Reading passage >>
Use the nak-on-subnet-deletion command to make the DHCP server to NAK lease renewal requests for IP addresses on a deleted subnet or range. This will trigger the DHCP clients to reinitiate the discovery process to get a new IP address. When this feature is disabled, renewal requests for IP addresses on a deleted subnet or range will be dropped by the DHCP server. In this case, the DHCP clients will continue to use their IP addresses until the lease expires. Use the no form of this command to delete nak-on-subnet-deletion from DHCP server configuration.

1.23.6   Examples

The following example enables this feature:

[local]Redback(config)#context dhcp

[local]Redback(config-ctx)#dhcp server policy

[local]Redback(config-dhcp-server)#nak-on-subnet-deletion

1.24   national

national

{no | default} national

1.24.1   Purpose

Enables or disables the national bit (bit 12 of set 1) in the E3 frame.

1.24.2   Command Mode

E3 configuration

1.24.3   Syntax Description

This command has no keywords or arguments.

1.24.4   Default

The national bit is disabled

1.24.5   Usage Guidelines

Use the national command to enable the national bit (bit 12 of set 1) in the E3 frame.

You enable the national bit if the digital path crosses a geographical border and only if the port is configured with G.751 framing (the default).

Use either the no or default form of this command to disable the national bit.

1.24.6   Examples

The following example shows how to enable the national bit for the E3 port 1 on the clear-channel E3 traffic card in slot 4:

[local]Redback(config)#port e3 4/1

[local]Redback(config-e3)#framing g751

[local]Redback(config-e3)#national

1.25   native-vlan-tag

native-vlan-tag value

no native-vlan-tag

1.25.1   Purpose

Configures a native virtual LAN (VLAN) tag for transporting untagged 802.1Q permanent virtual circuit (PVC) traffic across a pseudowire.

Data provided >>
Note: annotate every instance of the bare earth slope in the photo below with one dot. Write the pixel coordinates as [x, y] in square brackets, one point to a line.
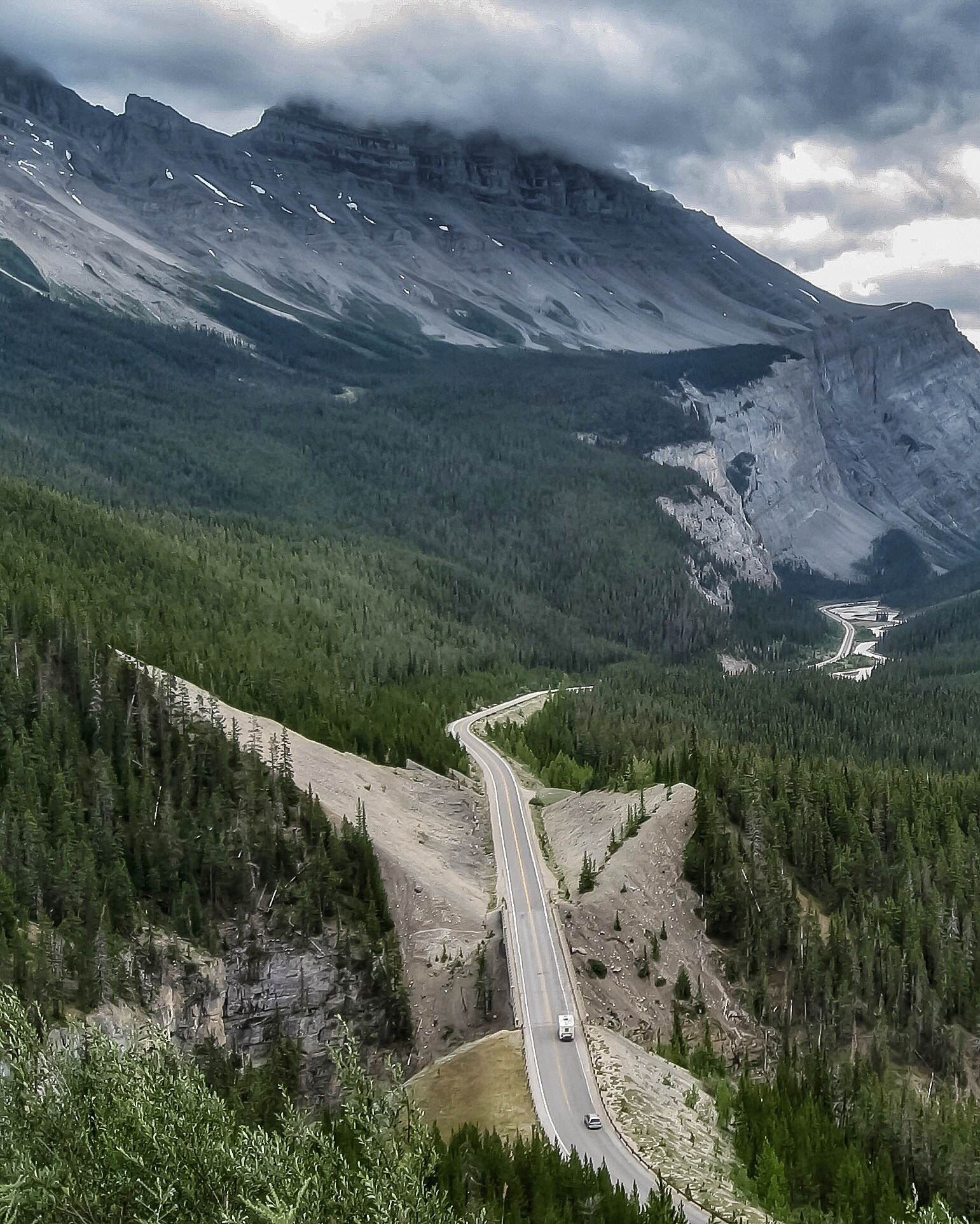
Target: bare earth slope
[644, 886]
[432, 838]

Actions to take >>
1. Copy the router command reference word for word, between "You enable the" and "the national bit.", inclusive.
2. Resume the router command reference, picking up right after its last sentence.

Answers to the exercise >>
1.
You enable the national bit if the digital path crosses a geographical border and only if the port is configured with G.751 framing (the default).

Use either the no or default form of this command to disable the national bit.

2.
1.25.2   Command Mode

VPLS profile neighbor configuration

1.25.3   Syntax Description

value

Native VLAN tag value. The range of values is 1 to 4,095.

1.25.4   Default

The native VLAN tag is not configured.

1.25.5   Usage Guidelines

Use the native-vlan-tag command to configure a native VLAN tag for transporting untagged 802.1Q PVC traffic across a pseudowire.

The native VLAN tag value is configurable on the SmartEdge router to enable interoperability with the native VLAN tag used by other devices in the network.

When the native VLAN tag is configured for a pseudowire instance:

Note:  
Only one native VLAN tag per pseudowire is supported.

Use the no form of this command to remove the native VLAN tag configuration.

1.25.6   Examples

The following example configures a native VLAN tag with a tag value of 23:

[local]Redback#config

[local]Redback(config)#vpls profile foo

[local]Redback(config-vpls-profile)#neighbor 10.10.10.1

[local]Redback(config-vpls-profile-neighbor)#native-vlan-tag 23

1.26   nat policy

nat policy pol-name [radius-guided]

no nat policy pol-name

1.26.1   Purpose

Configures a Network Address Translation (NAT) policy name and enters NAT policy configuration mode.

1.26.2   Command Mode

context configuration

1.26.3   Syntax Description

pol-name

NAT policy name.

radius-guided

Optional. Specifies a Remote Authentication Dial-In User Service (RADIUS) guided policy and allows the policy to be modified by dynamic access control lists (ACLs).

1.26.4   Default

None

1.26.5   Usage Guidelines

Use the nat policy command to configure a NAT policy name and enter NAT policy configuration mode.

Use the radius-guided keyword to specify a RADIUS-guided policy and to allow the policy to be modified by dynamic ACLs. You cannot remove a dynamic policy ACL from the policy after you have configured it, nor can you change the policy type from static to RADIUS-guided. To remove a dynamic policy ACL or change its type, delete the policy and then recreate it as a static policy.

Use the no form of this command to remove the NAT policy.

1.26.6   Examples

The following example translates source addresses for NAT policy, p2, which is applied to packets received on the pos2 interface:

[local]Redback(config-ctx)#nat policy p2

[local]Redback(config-policy-nat)#ip static in source 34.34.34.34 35.35.35.35

[local]Redback(config-policy-nat)#exit

[local]Redback(config-ctx)#interface pos2

[local]Redback(config-if)#ip nat p2

1.27   nat policy-name

nat policy-name pol-name

no nat policy-name pol-name

1.27.1   Purpose

Attaches the specified Network Address Translation (NAT) policy name to the subscriber’s circuit.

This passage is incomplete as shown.